▶ [Extract]
Brussels, 16 January 2007

Emissions trading: Commission decides on second set of national allocation plans for the 2008-2012 trading period

The European Commission today took decisions on two more national plans for allocating CO2 emission allowances for the 2008-2012 trading period of the EU Emissions Trading Scheme (EU ETS). The Commission's decisions on the national allocation plans for Belgium and the Netherlands reaffirm its strong commitment to ensuring that the EU and Member States achieve their greenhouse gas emission targets under the Kyoto Protocol. The Commission accepted both national plans on condition that certain changes are made, including a reduction in the total number of emission allowances proposed. The cleared annual allocation for Belgium is 58.5 million tonnes of CO2 allowances and for the Netherlands 85.8 million tonnes. The two plans and the 10 decided on in November 2006 together account for half of all allowances allocated in the first trading period from 2005 to 2007. The Emissions Trading Scheme ensures that greenhouse gas emissions from the energy and industry sectors covered are cut at least cost to the economy, thus helping the EU and its Member States to meet their emission commitments under the Kyoto Protocol.

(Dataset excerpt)
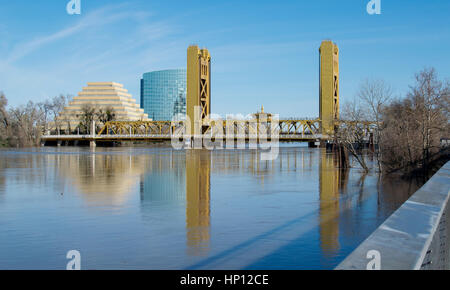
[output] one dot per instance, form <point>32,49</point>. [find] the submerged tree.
<point>413,127</point>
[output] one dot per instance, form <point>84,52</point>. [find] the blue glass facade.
<point>163,94</point>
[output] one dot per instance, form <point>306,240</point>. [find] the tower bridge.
<point>198,110</point>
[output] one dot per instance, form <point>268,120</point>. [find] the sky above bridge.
<point>263,52</point>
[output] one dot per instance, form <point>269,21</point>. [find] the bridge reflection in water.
<point>217,209</point>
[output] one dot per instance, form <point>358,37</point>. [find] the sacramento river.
<point>158,208</point>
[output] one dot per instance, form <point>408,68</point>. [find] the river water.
<point>159,208</point>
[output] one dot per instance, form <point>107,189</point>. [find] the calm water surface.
<point>158,208</point>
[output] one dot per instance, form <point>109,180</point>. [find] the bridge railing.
<point>416,236</point>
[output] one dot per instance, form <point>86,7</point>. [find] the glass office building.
<point>163,94</point>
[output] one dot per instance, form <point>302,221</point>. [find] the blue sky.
<point>263,52</point>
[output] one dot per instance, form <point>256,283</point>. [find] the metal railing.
<point>416,236</point>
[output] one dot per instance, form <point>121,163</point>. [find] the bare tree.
<point>105,114</point>
<point>57,105</point>
<point>375,96</point>
<point>349,135</point>
<point>87,116</point>
<point>413,127</point>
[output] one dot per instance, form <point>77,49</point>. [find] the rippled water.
<point>158,208</point>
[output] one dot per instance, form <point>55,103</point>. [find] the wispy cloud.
<point>100,17</point>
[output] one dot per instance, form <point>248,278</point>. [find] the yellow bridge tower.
<point>328,86</point>
<point>198,87</point>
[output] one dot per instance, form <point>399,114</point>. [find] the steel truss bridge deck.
<point>284,130</point>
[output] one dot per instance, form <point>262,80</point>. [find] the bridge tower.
<point>198,87</point>
<point>328,86</point>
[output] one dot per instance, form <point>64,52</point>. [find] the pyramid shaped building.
<point>102,95</point>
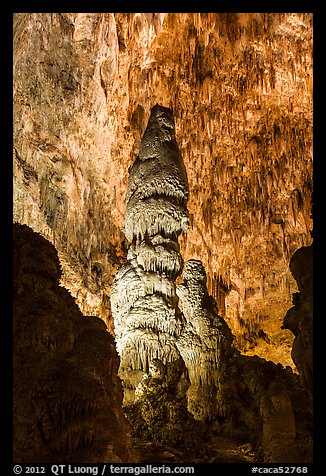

▶ [Challenges]
**a.** Duplicate the part of the listing that opens with the line containing "[output] one dot per instance, form <point>399,114</point>." and runs to the end of the listing, including both ends. Leave the pictures out of your copy.
**b.** Write the next part of the emissions trading announcement, picking up after its final sentence.

▶ [Outputs by task]
**a.**
[output] one dot per instance, form <point>399,114</point>. [find] the steel truss bridge deck.
<point>284,130</point>
[output] one dot per instance, form <point>262,80</point>. [find] the bridge tower.
<point>198,87</point>
<point>328,86</point>
[output] one dot per instance, form <point>64,52</point>. [find] the pyramid shaped building.
<point>102,95</point>

**b.**
Environment Commissioner Stavros Dimas said: “Today’s decisions reinforce the strong signal we gave with the first set of decisions in November that Europe is fully committed to achieving its Kyoto targets and to making the Emissions Trading Scheme a successful weapon for fighting climate change that others can emulate. The Commission is assessing all national plans in a consistent way to ensure equal treatment of Member States and to create the necessary scarcity in the European carbon market. This is how we have assessed the plans decided today, and the same standards will be applied to all others. ”

Assessment of the NAPs

National allocation plans (NAPs) determine for each Member State the 'cap,' or limit, on the total amount of CO2 that installations covered by the EU ETS can emit, and set out how many CO2 emission allowances each plant will receive.

The Commission's task is to scrutinise Member States' proposed NAPs against 12 allocation criteria listed in the Emissions Trading Directive.[1] The criteria seek, among other things, to ensure that plans are consistent with meeting the EU's and Member States' Kyoto commitments, with actual verified emissions reported in the Commission's annual progress reports and with technological potential to reduce emissions. Other criteria relate to non-discrimination, EU competition and state aid rules, and technical aspects. The Commission may accept a plan in part or in full.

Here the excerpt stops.